Point labeling dataset excerpts>
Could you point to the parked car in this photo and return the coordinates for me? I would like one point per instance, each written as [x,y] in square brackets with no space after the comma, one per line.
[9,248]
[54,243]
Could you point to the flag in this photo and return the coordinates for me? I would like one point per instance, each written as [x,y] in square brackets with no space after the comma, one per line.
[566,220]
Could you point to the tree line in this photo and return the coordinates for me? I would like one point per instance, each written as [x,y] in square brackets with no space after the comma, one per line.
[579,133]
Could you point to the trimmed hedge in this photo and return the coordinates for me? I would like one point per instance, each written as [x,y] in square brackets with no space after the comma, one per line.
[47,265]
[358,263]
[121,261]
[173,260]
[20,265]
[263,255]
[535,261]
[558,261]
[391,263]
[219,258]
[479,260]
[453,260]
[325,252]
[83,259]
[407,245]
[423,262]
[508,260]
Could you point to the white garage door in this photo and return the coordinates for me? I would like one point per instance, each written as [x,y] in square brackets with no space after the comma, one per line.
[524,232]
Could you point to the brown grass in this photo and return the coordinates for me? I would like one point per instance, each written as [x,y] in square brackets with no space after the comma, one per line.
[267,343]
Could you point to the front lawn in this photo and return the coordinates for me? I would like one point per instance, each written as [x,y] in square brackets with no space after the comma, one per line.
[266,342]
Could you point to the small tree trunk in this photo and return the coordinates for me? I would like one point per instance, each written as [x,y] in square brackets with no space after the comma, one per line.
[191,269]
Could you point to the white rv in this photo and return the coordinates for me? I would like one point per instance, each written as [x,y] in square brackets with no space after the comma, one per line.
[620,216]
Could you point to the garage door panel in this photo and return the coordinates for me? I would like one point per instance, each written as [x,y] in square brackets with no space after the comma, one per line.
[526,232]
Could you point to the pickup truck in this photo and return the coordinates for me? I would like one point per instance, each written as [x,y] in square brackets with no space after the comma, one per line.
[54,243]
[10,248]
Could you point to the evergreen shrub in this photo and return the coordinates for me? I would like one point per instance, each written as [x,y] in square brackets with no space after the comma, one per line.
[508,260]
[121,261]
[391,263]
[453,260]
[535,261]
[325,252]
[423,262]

Short task>
Extract each line from the listing above, please, and repeat it exactly.

Full answer>
Could you point to the parked car in this photo and return the coordinates for me? I would like one point per instance, each written as [x,y] in square brackets with no space after the comma, one per line.
[9,248]
[54,243]
Could you point to the flag in this photo and return the coordinates for me? I would like one point per instance, each written as [x,y] in square brackets with no space after the comma, one per line.
[566,220]
Could you point to the tree line in this photo and return the coordinates for me? I would like one point per instance, each written as [x,y] in square brackets with no space after the comma, one per line.
[579,133]
Could you point to the trimmed hedge in this photo and return the coordinates for me? I would like one point per instance, each written as [x,y] in square brackets with no space after the comma, one per line.
[47,265]
[358,263]
[121,261]
[173,260]
[20,265]
[263,255]
[535,261]
[558,261]
[391,263]
[219,258]
[479,260]
[453,260]
[325,252]
[83,259]
[407,245]
[423,262]
[508,260]
Could you point to the white garage door in this photo and return the coordinates for me? I would like one point per instance, each written as [x,y] in square brackets with no space after the comma, one per line.
[524,232]
Could you point to the brown grass in this photo and return the coordinates for me? I would like one point per instance, each written as [x,y] in square brackets with no space after the comma, one per line.
[267,343]
Could you point to the front lawn in this photo and return the coordinates for me? I would like one point per instance, each written as [x,y] in square brackets with no space after the comma, one per line.
[266,342]
Could you point to the small tree trunk in this photo and return the coordinates for me? I would like one point per instance, each written as [x,y] in square brackets with no space after the comma, one per line.
[191,269]
Could you point to the white rv in this photo and return the coordinates for me? I would like one point per instance, each written as [x,y] in square brackets with no space after the comma, one per line.
[620,216]
Could you point to the garage door panel in this photo and return the coordinates for me? I would like one point per instance, each written as [x,y] in square brackets with no space after the comma, one per line.
[526,232]
Could you point to the pickup truck in this photo and return the coordinates for me? I would like one point per instance, each written as [x,y] in square brackets with no space after the comma, one per line.
[54,243]
[10,248]
Could you point to the evergreen shrub in this photo and return the coordinates for me? I would like one point per instance, each written as [x,y] in square brackets with no space after the comma, one per line.
[508,260]
[121,261]
[391,263]
[453,260]
[535,261]
[325,252]
[423,262]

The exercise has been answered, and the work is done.